─── PROVIDED INFORMATION

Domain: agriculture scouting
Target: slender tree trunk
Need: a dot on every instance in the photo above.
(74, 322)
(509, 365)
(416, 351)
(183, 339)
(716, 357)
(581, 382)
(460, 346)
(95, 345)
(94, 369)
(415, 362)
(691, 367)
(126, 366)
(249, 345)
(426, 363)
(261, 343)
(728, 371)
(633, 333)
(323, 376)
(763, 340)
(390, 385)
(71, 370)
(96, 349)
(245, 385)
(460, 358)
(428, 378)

──────

> TASK BRIEF:
Please lay out the listing above as a Markdown table with the columns "No." and "Line," one row per line with blank lines omitted.

> EXERCISE ANSWER:
| No. | Line |
|---|---|
| 1 | Domain: agriculture scouting |
| 2 | Target: slender tree trunk |
| 3 | Need: a dot on every instance in the photo above. |
| 4 | (74, 322) |
| 5 | (509, 365) |
| 6 | (416, 351) |
| 7 | (183, 339) |
| 8 | (716, 357) |
| 9 | (581, 382) |
| 10 | (460, 346) |
| 11 | (95, 345) |
| 12 | (94, 369) |
| 13 | (415, 362) |
| 14 | (691, 367) |
| 15 | (126, 366) |
| 16 | (249, 345) |
| 17 | (426, 363) |
| 18 | (261, 343) |
| 19 | (728, 371) |
| 20 | (633, 333) |
| 21 | (323, 376) |
| 22 | (763, 340) |
| 23 | (390, 385) |
| 24 | (71, 370) |
| 25 | (96, 349) |
| 26 | (245, 385) |
| 27 | (460, 358) |
| 28 | (428, 378) |